[Records contained in a dataset]
+++++
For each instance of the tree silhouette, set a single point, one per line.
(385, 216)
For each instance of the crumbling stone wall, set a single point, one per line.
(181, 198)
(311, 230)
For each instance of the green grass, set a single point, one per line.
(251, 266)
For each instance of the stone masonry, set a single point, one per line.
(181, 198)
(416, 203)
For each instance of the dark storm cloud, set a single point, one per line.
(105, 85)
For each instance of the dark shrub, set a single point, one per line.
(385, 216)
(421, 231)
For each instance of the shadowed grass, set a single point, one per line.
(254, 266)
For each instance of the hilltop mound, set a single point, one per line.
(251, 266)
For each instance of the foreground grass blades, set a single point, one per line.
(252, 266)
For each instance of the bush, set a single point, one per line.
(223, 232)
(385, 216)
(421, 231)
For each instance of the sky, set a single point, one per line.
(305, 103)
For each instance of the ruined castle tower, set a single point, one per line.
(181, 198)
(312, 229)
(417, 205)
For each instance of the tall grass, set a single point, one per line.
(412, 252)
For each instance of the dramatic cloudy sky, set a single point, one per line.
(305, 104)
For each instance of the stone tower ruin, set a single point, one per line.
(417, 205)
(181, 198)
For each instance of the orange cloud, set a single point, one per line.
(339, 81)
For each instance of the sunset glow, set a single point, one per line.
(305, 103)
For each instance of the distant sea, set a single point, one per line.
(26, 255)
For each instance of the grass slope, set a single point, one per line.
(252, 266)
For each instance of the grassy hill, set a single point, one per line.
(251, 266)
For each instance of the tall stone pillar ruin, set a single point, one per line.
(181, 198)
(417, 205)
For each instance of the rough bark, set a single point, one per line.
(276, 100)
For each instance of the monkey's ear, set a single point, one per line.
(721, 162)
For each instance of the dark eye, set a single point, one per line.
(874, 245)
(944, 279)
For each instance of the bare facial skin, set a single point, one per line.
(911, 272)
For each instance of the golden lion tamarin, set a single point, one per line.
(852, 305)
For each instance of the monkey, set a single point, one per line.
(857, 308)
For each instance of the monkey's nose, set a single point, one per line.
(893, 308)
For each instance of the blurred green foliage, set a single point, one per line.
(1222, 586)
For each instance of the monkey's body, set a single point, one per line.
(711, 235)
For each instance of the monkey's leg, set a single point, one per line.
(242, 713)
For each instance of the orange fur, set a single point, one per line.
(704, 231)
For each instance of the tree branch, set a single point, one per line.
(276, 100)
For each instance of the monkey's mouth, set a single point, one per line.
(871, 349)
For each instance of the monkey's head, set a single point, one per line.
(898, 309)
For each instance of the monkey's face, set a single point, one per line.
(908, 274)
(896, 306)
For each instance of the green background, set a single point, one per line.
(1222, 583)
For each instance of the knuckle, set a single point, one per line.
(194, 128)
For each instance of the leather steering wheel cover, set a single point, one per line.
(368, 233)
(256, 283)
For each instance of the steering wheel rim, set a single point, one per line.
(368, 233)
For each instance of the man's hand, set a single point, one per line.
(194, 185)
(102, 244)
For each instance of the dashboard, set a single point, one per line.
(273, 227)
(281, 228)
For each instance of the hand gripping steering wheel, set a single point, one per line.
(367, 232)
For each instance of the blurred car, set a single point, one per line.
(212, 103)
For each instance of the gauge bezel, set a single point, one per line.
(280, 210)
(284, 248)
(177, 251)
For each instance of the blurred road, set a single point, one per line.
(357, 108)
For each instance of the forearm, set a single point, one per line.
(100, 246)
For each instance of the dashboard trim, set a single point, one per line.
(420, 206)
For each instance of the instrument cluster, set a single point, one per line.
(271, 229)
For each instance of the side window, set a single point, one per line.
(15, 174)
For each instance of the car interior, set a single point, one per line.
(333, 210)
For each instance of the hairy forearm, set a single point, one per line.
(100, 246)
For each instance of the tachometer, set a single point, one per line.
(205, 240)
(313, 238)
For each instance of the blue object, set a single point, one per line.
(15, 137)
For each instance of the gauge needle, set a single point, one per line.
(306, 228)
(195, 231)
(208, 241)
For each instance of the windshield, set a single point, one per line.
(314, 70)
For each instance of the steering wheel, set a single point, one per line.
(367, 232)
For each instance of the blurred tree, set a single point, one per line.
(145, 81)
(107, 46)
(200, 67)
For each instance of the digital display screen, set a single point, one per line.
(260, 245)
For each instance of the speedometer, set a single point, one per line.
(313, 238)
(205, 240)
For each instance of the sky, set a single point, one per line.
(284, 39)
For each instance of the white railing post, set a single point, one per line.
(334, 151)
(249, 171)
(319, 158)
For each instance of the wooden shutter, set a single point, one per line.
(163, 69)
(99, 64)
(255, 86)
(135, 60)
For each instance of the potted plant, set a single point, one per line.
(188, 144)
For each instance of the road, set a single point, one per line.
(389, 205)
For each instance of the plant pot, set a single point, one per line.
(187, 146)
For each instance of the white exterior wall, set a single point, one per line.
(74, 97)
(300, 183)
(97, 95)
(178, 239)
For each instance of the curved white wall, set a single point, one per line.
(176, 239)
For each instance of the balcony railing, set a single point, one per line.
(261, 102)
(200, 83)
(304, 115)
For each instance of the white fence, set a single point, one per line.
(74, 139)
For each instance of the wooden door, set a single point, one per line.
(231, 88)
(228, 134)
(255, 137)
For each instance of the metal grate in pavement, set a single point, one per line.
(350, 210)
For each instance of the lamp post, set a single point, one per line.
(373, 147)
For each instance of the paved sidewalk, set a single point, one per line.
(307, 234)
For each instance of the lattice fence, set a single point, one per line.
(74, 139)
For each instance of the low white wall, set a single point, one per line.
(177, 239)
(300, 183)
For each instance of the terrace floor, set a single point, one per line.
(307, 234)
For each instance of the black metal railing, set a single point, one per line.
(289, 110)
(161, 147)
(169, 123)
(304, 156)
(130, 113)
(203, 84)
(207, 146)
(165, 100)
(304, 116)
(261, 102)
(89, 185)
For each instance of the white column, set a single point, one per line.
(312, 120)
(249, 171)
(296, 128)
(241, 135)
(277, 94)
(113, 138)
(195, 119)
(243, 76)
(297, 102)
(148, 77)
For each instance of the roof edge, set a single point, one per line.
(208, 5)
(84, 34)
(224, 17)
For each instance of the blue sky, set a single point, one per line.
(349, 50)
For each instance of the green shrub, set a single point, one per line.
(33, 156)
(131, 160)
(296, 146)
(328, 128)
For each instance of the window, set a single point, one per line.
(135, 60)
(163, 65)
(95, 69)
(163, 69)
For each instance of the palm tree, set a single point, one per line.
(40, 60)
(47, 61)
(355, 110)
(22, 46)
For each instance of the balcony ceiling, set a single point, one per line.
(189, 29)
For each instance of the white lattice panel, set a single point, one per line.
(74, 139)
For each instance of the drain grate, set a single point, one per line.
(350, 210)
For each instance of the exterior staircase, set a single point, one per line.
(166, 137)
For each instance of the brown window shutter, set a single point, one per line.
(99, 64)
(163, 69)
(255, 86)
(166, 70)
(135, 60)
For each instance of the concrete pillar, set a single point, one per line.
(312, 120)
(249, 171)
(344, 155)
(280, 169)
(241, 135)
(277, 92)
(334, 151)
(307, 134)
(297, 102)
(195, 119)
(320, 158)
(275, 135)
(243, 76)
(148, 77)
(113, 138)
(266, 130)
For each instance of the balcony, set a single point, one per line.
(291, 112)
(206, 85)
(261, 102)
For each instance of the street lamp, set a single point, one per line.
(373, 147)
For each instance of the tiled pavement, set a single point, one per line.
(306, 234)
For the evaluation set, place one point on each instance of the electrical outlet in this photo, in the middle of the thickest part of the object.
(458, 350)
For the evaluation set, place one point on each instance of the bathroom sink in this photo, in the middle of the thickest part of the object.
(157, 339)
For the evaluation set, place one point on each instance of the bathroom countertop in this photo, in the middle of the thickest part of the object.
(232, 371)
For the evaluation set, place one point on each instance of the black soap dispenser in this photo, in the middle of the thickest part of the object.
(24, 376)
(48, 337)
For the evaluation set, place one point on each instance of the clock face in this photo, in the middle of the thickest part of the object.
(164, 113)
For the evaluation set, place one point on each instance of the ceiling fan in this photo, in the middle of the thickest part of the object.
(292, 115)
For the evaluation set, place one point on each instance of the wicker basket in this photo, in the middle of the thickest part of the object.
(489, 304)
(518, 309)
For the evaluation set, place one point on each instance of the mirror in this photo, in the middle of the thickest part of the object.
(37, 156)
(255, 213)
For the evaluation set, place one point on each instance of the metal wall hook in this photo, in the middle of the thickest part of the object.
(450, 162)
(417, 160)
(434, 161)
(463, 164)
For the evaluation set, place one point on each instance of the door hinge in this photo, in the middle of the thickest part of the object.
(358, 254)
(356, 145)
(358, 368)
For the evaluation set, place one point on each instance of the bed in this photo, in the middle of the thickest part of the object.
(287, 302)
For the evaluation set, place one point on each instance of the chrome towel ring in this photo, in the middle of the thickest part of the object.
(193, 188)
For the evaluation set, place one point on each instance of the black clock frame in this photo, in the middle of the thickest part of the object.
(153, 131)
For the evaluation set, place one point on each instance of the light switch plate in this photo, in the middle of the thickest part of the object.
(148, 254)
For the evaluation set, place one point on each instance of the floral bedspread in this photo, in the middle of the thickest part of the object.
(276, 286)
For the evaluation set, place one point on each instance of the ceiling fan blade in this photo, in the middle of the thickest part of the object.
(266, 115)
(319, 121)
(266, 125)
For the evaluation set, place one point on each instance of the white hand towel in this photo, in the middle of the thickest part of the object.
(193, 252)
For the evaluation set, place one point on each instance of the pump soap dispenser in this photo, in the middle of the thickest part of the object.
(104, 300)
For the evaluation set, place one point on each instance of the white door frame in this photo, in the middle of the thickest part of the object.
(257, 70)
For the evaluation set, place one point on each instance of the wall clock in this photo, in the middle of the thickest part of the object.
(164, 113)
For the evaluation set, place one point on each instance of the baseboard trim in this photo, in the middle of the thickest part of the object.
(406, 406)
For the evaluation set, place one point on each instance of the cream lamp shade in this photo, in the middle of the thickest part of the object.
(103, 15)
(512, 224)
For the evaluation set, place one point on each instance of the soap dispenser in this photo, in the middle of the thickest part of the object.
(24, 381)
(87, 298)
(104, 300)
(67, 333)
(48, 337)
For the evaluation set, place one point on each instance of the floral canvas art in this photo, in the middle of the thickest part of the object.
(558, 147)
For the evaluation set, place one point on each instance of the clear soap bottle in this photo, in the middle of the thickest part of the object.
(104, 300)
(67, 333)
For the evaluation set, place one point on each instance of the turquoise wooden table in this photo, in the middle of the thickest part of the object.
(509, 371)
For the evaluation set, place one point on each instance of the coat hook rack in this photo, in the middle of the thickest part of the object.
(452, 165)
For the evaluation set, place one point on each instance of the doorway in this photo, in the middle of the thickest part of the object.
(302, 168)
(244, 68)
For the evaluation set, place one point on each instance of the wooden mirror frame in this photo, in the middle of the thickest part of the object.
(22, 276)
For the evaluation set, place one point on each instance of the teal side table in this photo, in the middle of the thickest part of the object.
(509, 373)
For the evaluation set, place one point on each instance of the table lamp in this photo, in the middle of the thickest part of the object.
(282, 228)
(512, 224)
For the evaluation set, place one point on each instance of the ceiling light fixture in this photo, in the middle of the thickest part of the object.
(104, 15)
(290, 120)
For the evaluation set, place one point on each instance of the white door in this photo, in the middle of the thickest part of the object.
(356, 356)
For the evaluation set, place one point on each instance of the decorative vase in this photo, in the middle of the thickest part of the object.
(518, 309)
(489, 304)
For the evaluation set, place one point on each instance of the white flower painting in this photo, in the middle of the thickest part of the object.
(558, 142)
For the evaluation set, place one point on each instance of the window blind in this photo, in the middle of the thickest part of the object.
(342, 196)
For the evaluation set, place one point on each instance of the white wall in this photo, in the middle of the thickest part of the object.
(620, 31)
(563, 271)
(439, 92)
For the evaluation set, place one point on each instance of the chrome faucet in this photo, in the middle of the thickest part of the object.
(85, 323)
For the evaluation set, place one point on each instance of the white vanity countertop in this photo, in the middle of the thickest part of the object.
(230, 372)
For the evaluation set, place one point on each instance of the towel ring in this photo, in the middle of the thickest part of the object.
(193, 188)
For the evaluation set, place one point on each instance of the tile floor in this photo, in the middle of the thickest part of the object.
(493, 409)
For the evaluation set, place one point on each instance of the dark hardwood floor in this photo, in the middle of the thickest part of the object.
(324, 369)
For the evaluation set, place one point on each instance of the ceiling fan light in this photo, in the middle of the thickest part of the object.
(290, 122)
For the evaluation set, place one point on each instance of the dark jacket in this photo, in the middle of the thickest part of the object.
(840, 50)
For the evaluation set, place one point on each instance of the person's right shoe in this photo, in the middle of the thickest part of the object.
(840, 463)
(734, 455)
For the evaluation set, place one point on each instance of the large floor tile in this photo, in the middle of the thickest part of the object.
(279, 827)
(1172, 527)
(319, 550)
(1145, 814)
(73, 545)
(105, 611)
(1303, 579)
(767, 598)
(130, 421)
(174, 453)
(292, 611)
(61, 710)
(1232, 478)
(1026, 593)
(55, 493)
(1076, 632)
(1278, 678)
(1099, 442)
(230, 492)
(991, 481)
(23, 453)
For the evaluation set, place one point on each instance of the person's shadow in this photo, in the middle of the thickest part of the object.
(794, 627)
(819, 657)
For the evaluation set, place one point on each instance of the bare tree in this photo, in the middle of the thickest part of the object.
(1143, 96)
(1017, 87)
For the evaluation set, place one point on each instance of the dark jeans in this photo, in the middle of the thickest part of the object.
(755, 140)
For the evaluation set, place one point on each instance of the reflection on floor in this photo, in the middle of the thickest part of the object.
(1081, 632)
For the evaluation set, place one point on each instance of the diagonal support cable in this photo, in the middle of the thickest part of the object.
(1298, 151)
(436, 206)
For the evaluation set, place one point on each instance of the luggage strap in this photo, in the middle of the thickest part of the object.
+++++
• _STATED TASK_: Repeat, without change, each line of the data above from the one that contains "the person's right" through the final line, counting both.

• _CORRECT RESPONSE_:
For the evaluation set, place one point on each instance of the person's right shoe in this photo, in the middle of the thickest part of the object.
(840, 463)
(734, 455)
For the evaluation set, place one point on each instance of the large floor tile in this photo, in the middle of the thickest part of the object.
(279, 827)
(1172, 527)
(319, 550)
(1145, 814)
(73, 545)
(105, 611)
(1303, 579)
(767, 598)
(130, 421)
(174, 453)
(292, 611)
(61, 710)
(1232, 478)
(1026, 593)
(55, 493)
(1076, 632)
(1278, 678)
(1099, 442)
(230, 492)
(991, 481)
(23, 453)
For the evaluation set, place one point on each instance of the person's shadow in this photo, in the middle of the thickest part of the object.
(794, 627)
(819, 657)
For the evaluation set, place one point on each instance of the bare tree in this photo, in the middle of the thickest part of the object.
(1143, 96)
(1017, 87)
For the evaluation set, place one point on each instance of the dark jeans in this photo, in the middle of the thickest part of the object.
(755, 140)
For the evaluation set, place one point on each instance of the reflection on floor in this photo, in the middle of the thickest part of the object.
(1081, 632)
For the evaluation set, place one point on each instance of the diagonal support cable in this photo, in the middle of the thickest part of the object.
(1298, 151)
(436, 206)
For the evaluation set, place one point on each instance of the luggage strap in this photo, in the middle of the thickest part of the object.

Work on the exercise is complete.